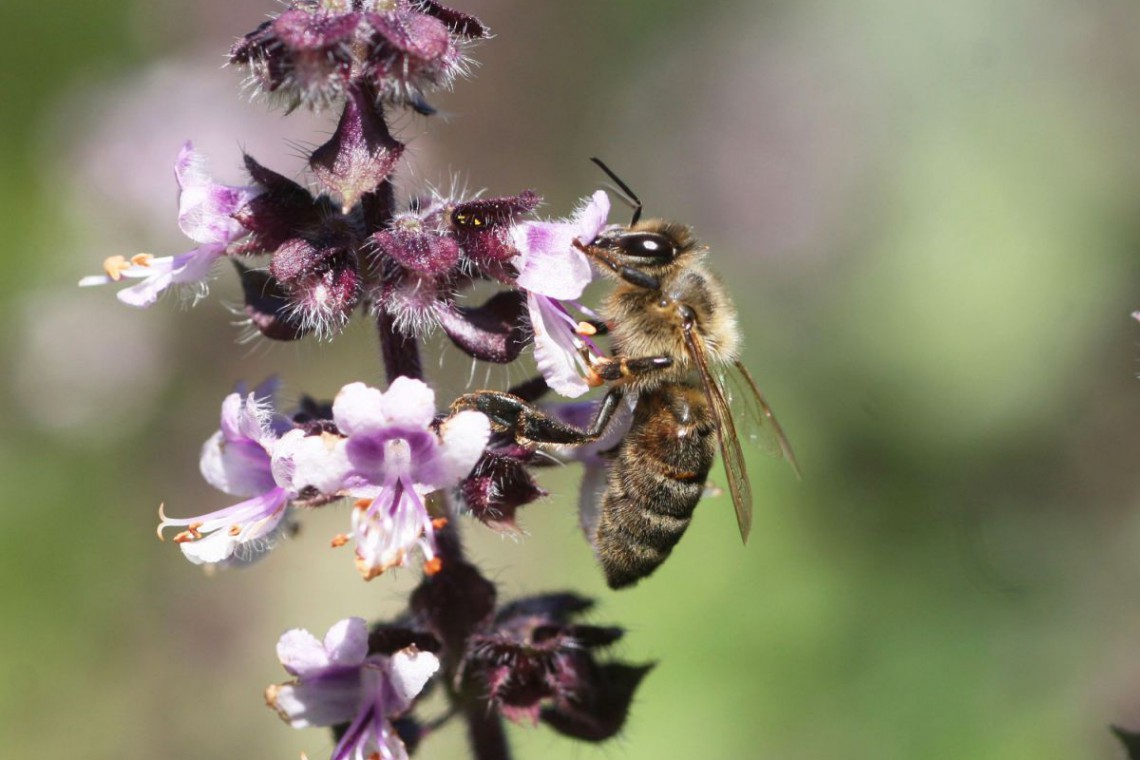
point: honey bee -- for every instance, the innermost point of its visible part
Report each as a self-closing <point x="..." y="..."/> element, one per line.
<point x="674" y="333"/>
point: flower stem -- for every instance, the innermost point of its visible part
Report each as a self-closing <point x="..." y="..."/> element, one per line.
<point x="400" y="352"/>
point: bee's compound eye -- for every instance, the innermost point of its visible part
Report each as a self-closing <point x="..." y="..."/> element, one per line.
<point x="648" y="245"/>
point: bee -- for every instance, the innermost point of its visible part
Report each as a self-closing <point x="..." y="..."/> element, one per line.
<point x="674" y="334"/>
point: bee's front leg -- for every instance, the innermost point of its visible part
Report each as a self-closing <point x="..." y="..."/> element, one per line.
<point x="607" y="369"/>
<point x="529" y="424"/>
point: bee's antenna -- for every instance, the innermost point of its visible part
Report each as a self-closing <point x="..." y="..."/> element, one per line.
<point x="635" y="202"/>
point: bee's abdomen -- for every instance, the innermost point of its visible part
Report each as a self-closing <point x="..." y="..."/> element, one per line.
<point x="654" y="483"/>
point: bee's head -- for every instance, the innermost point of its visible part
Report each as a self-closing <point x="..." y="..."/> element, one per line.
<point x="652" y="248"/>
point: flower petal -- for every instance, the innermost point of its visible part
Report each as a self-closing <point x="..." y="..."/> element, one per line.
<point x="555" y="350"/>
<point x="317" y="462"/>
<point x="301" y="653"/>
<point x="347" y="642"/>
<point x="358" y="409"/>
<point x="464" y="436"/>
<point x="409" y="403"/>
<point x="325" y="702"/>
<point x="408" y="671"/>
<point x="205" y="207"/>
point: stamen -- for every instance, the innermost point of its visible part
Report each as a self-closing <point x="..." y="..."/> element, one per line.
<point x="115" y="267"/>
<point x="192" y="533"/>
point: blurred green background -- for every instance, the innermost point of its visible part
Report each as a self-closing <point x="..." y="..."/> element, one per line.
<point x="929" y="213"/>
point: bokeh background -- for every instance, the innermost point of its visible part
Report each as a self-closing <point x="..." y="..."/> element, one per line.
<point x="929" y="213"/>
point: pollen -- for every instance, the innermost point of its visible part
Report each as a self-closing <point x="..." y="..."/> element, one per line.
<point x="192" y="533"/>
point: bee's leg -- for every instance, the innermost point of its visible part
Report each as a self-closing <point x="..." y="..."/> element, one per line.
<point x="608" y="369"/>
<point x="592" y="327"/>
<point x="510" y="414"/>
<point x="530" y="390"/>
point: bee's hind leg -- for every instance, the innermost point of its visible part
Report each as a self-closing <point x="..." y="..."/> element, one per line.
<point x="529" y="424"/>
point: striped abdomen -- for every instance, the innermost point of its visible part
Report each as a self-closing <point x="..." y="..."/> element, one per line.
<point x="654" y="483"/>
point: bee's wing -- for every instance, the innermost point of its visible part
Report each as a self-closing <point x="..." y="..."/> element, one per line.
<point x="757" y="422"/>
<point x="726" y="436"/>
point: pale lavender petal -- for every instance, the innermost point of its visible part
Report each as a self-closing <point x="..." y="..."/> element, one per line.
<point x="347" y="642"/>
<point x="301" y="653"/>
<point x="146" y="293"/>
<point x="160" y="274"/>
<point x="236" y="467"/>
<point x="95" y="279"/>
<point x="463" y="436"/>
<point x="317" y="462"/>
<point x="318" y="703"/>
<point x="358" y="410"/>
<point x="239" y="533"/>
<point x="194" y="267"/>
<point x="555" y="350"/>
<point x="389" y="530"/>
<point x="550" y="263"/>
<point x="409" y="403"/>
<point x="408" y="671"/>
<point x="205" y="209"/>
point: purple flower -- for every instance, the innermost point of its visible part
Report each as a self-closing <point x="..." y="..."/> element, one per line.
<point x="536" y="663"/>
<point x="312" y="52"/>
<point x="204" y="215"/>
<point x="398" y="457"/>
<point x="551" y="269"/>
<point x="249" y="457"/>
<point x="339" y="681"/>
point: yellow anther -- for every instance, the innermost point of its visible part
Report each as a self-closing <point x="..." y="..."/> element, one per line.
<point x="115" y="267"/>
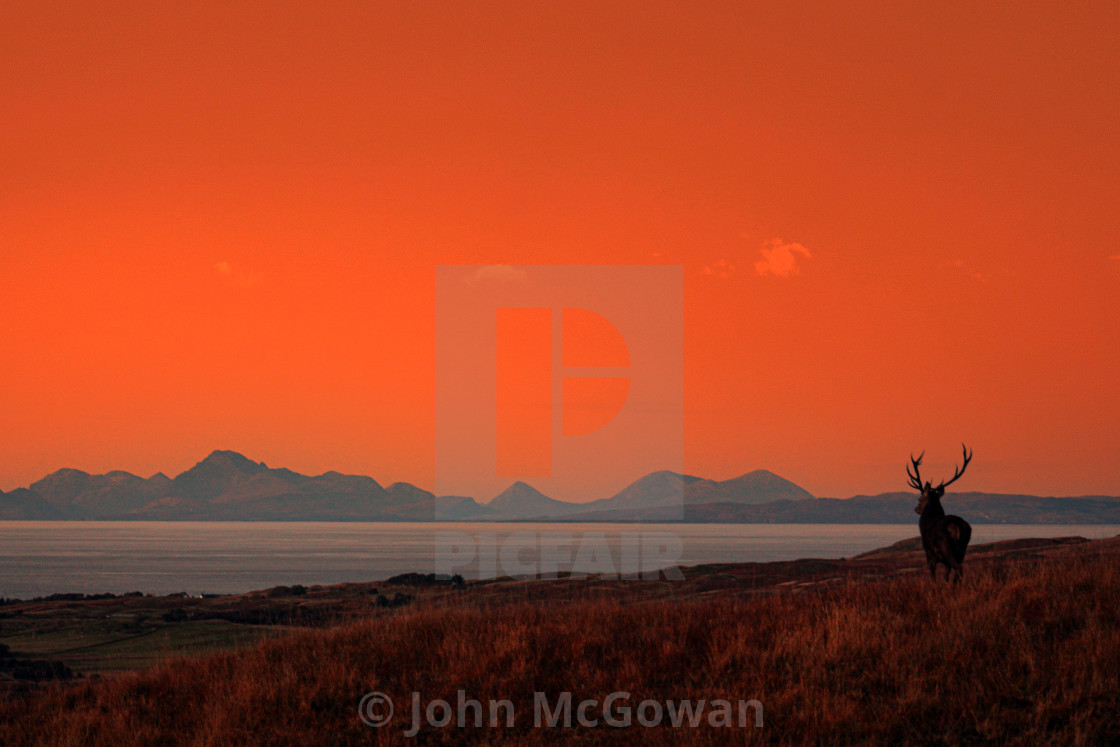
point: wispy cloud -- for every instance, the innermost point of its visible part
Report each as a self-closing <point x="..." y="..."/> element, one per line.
<point x="243" y="279"/>
<point x="780" y="259"/>
<point x="720" y="269"/>
<point x="970" y="271"/>
<point x="497" y="273"/>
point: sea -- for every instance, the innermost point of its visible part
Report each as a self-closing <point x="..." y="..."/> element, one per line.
<point x="38" y="559"/>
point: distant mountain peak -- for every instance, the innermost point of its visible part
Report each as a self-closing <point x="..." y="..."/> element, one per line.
<point x="240" y="461"/>
<point x="523" y="500"/>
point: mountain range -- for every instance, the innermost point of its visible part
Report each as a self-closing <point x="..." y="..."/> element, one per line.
<point x="227" y="486"/>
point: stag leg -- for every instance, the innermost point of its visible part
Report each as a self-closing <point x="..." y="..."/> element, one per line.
<point x="932" y="560"/>
<point x="955" y="569"/>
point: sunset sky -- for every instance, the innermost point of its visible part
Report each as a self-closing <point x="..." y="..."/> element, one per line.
<point x="897" y="224"/>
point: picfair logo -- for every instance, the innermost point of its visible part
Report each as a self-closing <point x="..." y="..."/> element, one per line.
<point x="567" y="376"/>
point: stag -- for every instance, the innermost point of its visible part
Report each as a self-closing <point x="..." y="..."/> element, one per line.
<point x="944" y="538"/>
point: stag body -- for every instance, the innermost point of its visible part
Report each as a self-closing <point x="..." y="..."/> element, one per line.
<point x="944" y="538"/>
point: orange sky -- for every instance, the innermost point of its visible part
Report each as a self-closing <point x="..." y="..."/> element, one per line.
<point x="218" y="229"/>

· · ·

* Exercise: Identify every line above with the string "flower" in it. Copy those lines.

* Written answer:
point: flower stem -- for every instance, the innermost point of its visible part
point: flower petal -- for every instance, the innermost point of its visible part
point: purple flower -- for every instance, the innermost point of its visible part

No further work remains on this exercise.